** Opening Document section block **

Pathfinder project
Adrian Creed speaks to Melanie Mingas about the region’s various PPP models, the legislation behind them and the continued expansion of international law firm Clyde and Co
With a strong background in the finance and regulatory aspects of power, utility and infrastructure projects, Adrian Creed joins Clyde and Co with a specific remit to aid the firm in its continuing expansion throughout the Middle East, Africa and India.
Already the largest law firm in the MENA region, new offices in India and Africa, are only the first step of this programme.
“I am keen to develop some new solutions to help host governments, developers and lenders to social infrastructure PPPs. In particular, affordable housing is a huge issue within that,” comments Creed.
“I don’t think governments can just build housing and give it to locals anymore, there need to be long term plans and new delivery models,” he continues, further elaborating that Bahrain is leading the way, following the recent close of the region’s first affordable housing PPP.
“In my view, this will be the first of many and this project is likely to be a pathfinder project for the region,” he adds.
The issue, according to Creed is uncertainty in the political and social landscape of the region; an anchor for the success of any PPP project.
He says that while there are a number of Gulf states with “significant” financial resources at their disposal, others have to prioritise their projects in line with both public needs and the continued development of the country.

** Closing Document section block **
** Opening Input data block **

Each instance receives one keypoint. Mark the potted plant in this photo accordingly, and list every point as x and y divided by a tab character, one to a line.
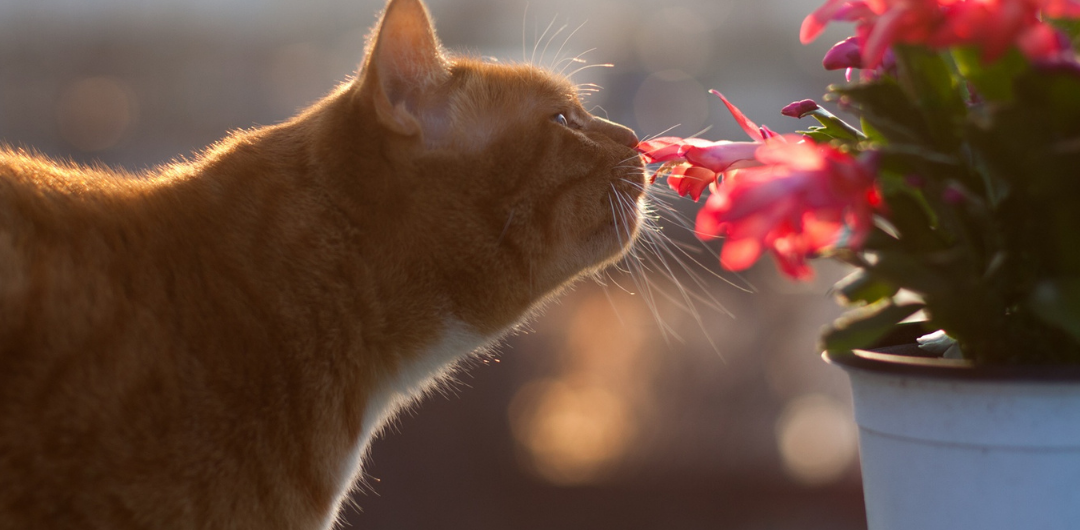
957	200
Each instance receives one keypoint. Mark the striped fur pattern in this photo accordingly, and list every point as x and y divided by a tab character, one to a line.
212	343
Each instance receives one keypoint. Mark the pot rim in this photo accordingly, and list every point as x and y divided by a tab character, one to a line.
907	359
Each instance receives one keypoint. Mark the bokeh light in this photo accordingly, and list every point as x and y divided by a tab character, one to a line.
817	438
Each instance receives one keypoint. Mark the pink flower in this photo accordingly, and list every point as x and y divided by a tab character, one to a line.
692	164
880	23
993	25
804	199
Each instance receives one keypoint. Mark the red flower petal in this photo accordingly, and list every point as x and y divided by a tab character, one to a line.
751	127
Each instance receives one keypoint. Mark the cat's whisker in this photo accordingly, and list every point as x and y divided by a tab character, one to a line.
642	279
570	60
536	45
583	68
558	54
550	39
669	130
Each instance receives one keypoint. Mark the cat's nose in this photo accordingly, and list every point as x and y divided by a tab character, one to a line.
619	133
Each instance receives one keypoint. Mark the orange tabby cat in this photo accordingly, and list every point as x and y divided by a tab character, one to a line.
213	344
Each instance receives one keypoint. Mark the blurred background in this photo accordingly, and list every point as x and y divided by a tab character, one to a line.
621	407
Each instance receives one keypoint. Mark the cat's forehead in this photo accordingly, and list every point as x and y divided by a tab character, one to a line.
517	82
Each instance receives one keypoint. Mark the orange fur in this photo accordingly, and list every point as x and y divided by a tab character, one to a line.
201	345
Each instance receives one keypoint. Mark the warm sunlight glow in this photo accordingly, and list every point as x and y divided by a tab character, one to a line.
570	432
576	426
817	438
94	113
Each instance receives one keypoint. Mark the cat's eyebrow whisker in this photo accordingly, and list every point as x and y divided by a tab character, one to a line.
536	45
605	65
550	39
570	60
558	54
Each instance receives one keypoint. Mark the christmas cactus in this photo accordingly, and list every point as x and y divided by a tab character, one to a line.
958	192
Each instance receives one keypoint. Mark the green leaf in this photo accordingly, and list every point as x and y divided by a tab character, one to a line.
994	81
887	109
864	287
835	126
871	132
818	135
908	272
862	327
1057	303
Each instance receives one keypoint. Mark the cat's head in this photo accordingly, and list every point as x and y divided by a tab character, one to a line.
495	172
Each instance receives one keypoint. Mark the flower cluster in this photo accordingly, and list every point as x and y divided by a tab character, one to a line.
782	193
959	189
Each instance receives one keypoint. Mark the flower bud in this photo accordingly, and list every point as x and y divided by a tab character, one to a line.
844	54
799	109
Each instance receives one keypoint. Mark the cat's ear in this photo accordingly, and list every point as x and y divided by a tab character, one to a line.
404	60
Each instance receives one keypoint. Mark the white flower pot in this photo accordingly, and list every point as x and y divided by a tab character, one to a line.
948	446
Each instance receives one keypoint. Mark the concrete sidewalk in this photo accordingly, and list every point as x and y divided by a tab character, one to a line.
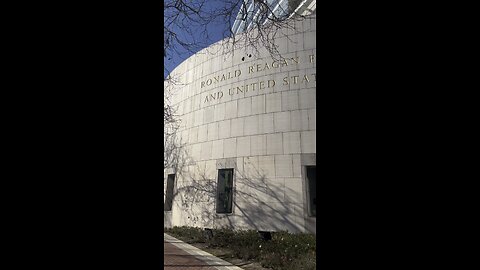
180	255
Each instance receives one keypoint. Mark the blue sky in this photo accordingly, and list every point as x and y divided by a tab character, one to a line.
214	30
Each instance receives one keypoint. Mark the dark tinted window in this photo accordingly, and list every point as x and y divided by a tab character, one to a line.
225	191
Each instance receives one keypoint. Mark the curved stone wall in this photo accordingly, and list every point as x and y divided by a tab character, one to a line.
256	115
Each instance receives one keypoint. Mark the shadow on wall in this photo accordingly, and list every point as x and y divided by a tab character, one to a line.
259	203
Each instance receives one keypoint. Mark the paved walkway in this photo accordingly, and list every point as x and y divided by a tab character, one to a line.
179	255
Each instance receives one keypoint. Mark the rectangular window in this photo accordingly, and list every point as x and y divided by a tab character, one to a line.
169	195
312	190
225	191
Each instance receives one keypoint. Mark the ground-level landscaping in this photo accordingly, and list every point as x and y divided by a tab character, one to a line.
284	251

** Closing Input data block **

- _Problem details_: Resume the article about Adrian Creed and the region's PPP models, starting after its last sentence.

- _Written answer_:
With a “dramatic” population growth and increasing demand for key infrastructure and services, governments are finding themselves hindered in their attempts to keep pace with the burden on the public purse, meaning they are “not equipped to concurrently manage and run the large number of projects being undertaken across a range of business sectors,” Creed says.
“Historically, governments around the region have typically funded infrastructure out of the public purse but in recent years most MENA governments have been looking for alternative procurement strategies.
“One of the trends of the last few years has been to utilise project finance techniques and to engage in wider PPP initiatives to help address this problem,” he adds.
The private sector role
The key is to look to the successful models employed elsewhere, such as the UK where 20 years of PPP projects have not only set a standard, but allowed legal, construction and finance professionals to hone the skill sets now demanded in the MENA region.
“These new projects are normally structured on a concession basis. A private developer might, for example, design, build and then operate a hospital over a 20 year concession period and in return the government would pay a unitary tariff over the lifetime of the project. This unitary payment would be linked to the private sector’s performance and would be structured in such a way as to provide incentives and penalties for good and bad performance, respectively,” he advises.
Despite the widespread use the PPP model being under-utilised in general, the most successful projects have included Saudi Arabia’s Madinah Airport, and water infrastructure, power generation, port and airport projects in a number of GCC countries.
However other projects have failed, such as Abu Dhabi’s Mafraq–Gweihat rail line and the Saudi Arabian land bridge project.
“In order for a PPP style project to proceed, there needs to be a strong and sustainable payment profile over the term of the project. In addition to the payment profile risk, host governments, developers and lenders will also need to be satisfied that other risks are also properly mitigated, so that the project will be sustainable over a long period of time.
“But trying to foresee what the landscape will be like in 20 years time is a challenge in this region,” Creed continues.
New agendas
With Creed confirming the most difficult sector in which to initiate PPP is social infrastructure, he says the event of the Arab Spring have pushed this sector to the top of domestic political agendas.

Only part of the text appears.